◆ DOCUMENT SECTION ◆
The TLR9 receptor responds differently to the three identified ODN classes (A, B, and C). The mechanism by which these diversified responses are generated remains unresolved (Vollmer et al., 2004
). It has been hypothesized that TLR9 requires additional coreceptors/cofactors, as is the case for TLR4 (Verthelyi and Zeuner, 2003
), for the recognition of CpG–A class ODNs (Gursel et al., 2002
). Our findings support this hypothesis because SFK activation and downstream cellular events are most strongly triggered by CpG–A class ODN when compared with B class ODN. Based on our preliminary characterization of this pathway, we hypothesize that a CpG-sensing coreceptor/cofactor is localized at the plasma membrane, which could also potentially be internalized with CpG-ODN, resulting in endosomal TLR9 activation (). Until this pathway is further characterized, it remains possible that this coreceptor/cofactor is also localized in the endosome in resting cells.
Figure 9. A model for the two-step activation by CpG-DNA. We propose that the recognition of A class CpG-DNA is a two-step process that can begin at the plasma membrane (PM) by a TLR9-independent mechanism. We hypothesize the existence of a receptor, localized (more ...)
The role of PI3K family on TLR signaling is poorly understood. PI3K interacts with the cytosolic Toll/IL-1 receptor domain of TLR2 (Arbibe et al., 2000
) and has been found activated downstream of IRAK1 in response to IL-1β (Neumann et al., 2002
). Recently, Akt, a downstream effector of the SFK–PI3K pathway (Franke et al., 1997
), was shown to be phosphorylated in response to CpG by a TLR9-independent mechanism that involves DNA-dependent protein kinase (Dragoi et al., 2005
). In our experimental system, Akt phosphorylation was intact in chloroquine-treated cells, indicating that the MyD88 cascade is not involved in Akt activation. However, Akt phosphorylation was completely blocked by both PP2 and the PI3K inhibitor wortmannin. These data indicate that the TLR9-independent tyrosine phosphorylation cascade that we describe is upstream of Akt activation.
Finally, we provide evidence that the SFK pathway does intersect with the TLR9–MyD88 pathway. TLR9 is tyrosine phosphorylated upon CpG stimulation, and this event is independent of chloroquine but blocked by PP2. Furthermore, Syk coimmunoprecipitates with TLR9 upon CpG stimulation, and this interaction can be blocked by PP2. Because Syk is normally recruited to ITAM-containing receptors, which is not the case of TLR9, it is likely that the TLR9–Syk association is indirect and that other proteins participate in the formation of a complex. Two potential ITAM chains, the γ chain of the Fc receptor and DAP12 (DNAX-activating protein of 12 kD) were examined, but no phosphorylation was detected upon CpG stimulation (unpublished data). Although our experiments do not reveal whether Syk associates directly with TLR9, coimmunoprecipitation after CpG stimulation is not affected by chloroquine, indicating that this event is driven by the initial SFK pathway independently of TLR9. This link between tyrosine kinase signaling and TLRs is further supported by a recent study involving TLR3, a receptor for double-stranded RNA. Like TLR9, TLR3 is tyrosine phosphorylated, and this event is linked to PI3K-mediated enhancement of the interferon regulatory factor 3 pathway (Sarkar et al., 2004
). Unlike our findings with TLR9, TLR3 phosphorylation does not regulate NF-κB activation.

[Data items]
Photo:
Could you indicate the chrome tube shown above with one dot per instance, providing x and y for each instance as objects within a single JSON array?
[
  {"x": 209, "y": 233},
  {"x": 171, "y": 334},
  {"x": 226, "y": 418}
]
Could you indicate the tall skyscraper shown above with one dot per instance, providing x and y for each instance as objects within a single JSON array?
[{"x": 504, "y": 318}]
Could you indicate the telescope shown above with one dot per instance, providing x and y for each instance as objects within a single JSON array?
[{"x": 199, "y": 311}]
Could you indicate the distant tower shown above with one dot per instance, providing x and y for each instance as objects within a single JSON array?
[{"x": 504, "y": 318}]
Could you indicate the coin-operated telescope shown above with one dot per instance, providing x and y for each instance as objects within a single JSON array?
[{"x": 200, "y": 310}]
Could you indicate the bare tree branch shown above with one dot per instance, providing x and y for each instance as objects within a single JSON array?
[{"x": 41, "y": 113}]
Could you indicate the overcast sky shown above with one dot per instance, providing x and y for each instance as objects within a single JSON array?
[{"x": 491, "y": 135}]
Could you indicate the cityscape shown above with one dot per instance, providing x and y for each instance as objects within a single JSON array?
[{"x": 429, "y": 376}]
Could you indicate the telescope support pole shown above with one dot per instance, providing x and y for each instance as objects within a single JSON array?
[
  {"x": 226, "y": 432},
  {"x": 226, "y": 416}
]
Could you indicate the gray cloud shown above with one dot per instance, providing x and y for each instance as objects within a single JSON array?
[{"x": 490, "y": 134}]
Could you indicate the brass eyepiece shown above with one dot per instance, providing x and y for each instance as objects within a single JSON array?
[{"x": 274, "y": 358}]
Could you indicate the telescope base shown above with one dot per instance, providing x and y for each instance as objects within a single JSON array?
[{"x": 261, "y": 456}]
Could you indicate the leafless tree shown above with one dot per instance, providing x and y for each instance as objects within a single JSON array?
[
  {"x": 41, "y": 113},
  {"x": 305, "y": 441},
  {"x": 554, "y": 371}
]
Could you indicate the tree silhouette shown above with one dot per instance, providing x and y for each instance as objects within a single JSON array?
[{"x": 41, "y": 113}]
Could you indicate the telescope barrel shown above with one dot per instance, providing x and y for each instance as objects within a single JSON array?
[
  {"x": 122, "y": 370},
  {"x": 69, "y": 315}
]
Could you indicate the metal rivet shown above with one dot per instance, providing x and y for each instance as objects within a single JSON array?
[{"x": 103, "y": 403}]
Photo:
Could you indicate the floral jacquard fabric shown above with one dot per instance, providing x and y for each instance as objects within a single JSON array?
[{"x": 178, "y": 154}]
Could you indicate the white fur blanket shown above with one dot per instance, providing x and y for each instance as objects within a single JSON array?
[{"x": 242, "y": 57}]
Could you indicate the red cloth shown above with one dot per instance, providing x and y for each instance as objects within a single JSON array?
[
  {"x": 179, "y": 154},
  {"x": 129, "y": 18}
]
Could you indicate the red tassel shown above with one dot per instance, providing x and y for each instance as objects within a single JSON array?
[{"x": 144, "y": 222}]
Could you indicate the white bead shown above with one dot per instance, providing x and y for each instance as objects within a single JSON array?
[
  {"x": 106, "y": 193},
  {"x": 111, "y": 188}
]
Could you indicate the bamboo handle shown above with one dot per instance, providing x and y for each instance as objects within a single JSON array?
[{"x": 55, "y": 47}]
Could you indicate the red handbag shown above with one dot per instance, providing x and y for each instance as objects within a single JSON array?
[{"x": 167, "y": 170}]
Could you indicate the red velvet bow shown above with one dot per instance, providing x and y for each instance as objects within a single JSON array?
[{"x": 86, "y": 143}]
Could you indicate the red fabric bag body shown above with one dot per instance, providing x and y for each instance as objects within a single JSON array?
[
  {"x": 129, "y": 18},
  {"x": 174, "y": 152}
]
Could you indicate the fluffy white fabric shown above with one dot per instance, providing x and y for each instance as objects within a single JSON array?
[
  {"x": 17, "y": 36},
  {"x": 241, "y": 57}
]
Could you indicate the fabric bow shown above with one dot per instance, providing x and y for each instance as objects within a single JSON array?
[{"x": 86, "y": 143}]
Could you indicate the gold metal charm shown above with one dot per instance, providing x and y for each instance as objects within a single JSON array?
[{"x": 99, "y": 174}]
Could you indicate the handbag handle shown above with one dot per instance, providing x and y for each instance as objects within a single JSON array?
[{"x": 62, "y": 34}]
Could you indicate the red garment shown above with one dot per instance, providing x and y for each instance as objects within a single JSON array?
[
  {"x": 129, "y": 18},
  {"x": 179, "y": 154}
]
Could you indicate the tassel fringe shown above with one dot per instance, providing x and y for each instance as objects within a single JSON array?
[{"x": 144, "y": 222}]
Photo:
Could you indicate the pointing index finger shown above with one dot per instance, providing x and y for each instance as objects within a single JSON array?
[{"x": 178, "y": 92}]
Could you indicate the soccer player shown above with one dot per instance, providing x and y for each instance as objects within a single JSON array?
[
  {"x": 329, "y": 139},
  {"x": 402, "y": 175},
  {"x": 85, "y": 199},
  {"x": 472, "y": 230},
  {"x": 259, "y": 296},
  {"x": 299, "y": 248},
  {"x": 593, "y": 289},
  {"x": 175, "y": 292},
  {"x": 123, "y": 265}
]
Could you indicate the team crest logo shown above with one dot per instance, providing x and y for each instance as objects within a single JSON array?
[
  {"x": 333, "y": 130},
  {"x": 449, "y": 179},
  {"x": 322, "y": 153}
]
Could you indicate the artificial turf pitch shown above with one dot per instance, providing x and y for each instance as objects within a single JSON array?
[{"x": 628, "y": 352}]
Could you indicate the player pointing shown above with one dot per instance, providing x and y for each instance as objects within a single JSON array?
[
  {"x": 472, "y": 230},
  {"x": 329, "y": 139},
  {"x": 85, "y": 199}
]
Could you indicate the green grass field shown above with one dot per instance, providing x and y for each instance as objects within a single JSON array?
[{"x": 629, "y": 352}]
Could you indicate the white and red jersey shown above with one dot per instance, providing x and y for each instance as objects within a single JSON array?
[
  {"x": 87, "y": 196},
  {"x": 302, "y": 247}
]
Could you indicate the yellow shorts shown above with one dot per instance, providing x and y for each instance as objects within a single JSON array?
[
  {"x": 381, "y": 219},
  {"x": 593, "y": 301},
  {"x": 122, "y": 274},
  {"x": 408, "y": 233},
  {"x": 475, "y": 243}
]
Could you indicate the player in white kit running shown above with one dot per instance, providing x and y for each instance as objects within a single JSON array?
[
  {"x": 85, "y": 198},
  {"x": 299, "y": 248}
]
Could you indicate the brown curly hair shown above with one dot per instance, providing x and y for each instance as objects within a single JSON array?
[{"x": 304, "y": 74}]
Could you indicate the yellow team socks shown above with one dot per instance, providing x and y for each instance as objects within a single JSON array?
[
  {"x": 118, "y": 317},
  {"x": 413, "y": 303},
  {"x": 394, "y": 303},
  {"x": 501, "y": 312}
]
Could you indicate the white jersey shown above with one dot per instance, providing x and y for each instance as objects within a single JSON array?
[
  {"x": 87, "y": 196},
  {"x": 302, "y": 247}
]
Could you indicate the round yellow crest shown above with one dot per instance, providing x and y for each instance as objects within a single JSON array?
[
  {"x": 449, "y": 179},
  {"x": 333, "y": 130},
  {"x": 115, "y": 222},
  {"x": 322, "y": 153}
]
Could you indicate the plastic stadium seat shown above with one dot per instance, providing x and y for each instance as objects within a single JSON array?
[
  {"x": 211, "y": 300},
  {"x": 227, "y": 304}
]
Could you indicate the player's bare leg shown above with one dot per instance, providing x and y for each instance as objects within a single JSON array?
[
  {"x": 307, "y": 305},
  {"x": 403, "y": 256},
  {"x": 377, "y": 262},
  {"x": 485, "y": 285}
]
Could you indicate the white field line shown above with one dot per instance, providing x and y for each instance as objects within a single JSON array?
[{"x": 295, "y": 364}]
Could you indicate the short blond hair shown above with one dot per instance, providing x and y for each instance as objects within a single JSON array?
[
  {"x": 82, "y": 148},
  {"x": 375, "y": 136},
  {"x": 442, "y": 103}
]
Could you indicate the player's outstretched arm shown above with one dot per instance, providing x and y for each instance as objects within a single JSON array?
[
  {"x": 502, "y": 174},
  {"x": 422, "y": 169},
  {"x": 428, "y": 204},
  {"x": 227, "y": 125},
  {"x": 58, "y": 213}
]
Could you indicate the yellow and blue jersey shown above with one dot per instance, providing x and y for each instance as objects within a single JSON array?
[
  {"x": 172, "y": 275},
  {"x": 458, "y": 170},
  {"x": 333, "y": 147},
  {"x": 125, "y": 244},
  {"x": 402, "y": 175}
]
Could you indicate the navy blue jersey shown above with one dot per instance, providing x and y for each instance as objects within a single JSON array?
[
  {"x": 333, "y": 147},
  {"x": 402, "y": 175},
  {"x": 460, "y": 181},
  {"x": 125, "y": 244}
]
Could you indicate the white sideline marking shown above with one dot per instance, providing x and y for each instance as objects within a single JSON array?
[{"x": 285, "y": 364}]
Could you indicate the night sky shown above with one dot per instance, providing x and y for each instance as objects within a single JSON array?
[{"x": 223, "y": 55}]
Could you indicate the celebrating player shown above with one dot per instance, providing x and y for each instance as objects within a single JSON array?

◆ EXPLORE THE MATERIAL ◆
A. According to the signaling discussion, which two inhibitors completely blocked Akt phosphorylation?
B. Quote the signaling discussion between "Figure 9. A" and "localized (more ...)", inclusive.

◆ COMPLETED EXERCISE ◆
A. PP2 and the PI3K inhibitor wortmannin.

B.
Figure 9. A model for the two-step activation by CpG-DNA. We propose that the recognition of A class CpG-DNA is a two-step process that can begin at the plasma membrane (PM) by a TLR9-independent mechanism. We hypothesize the existence of a receptor, localized (more ...)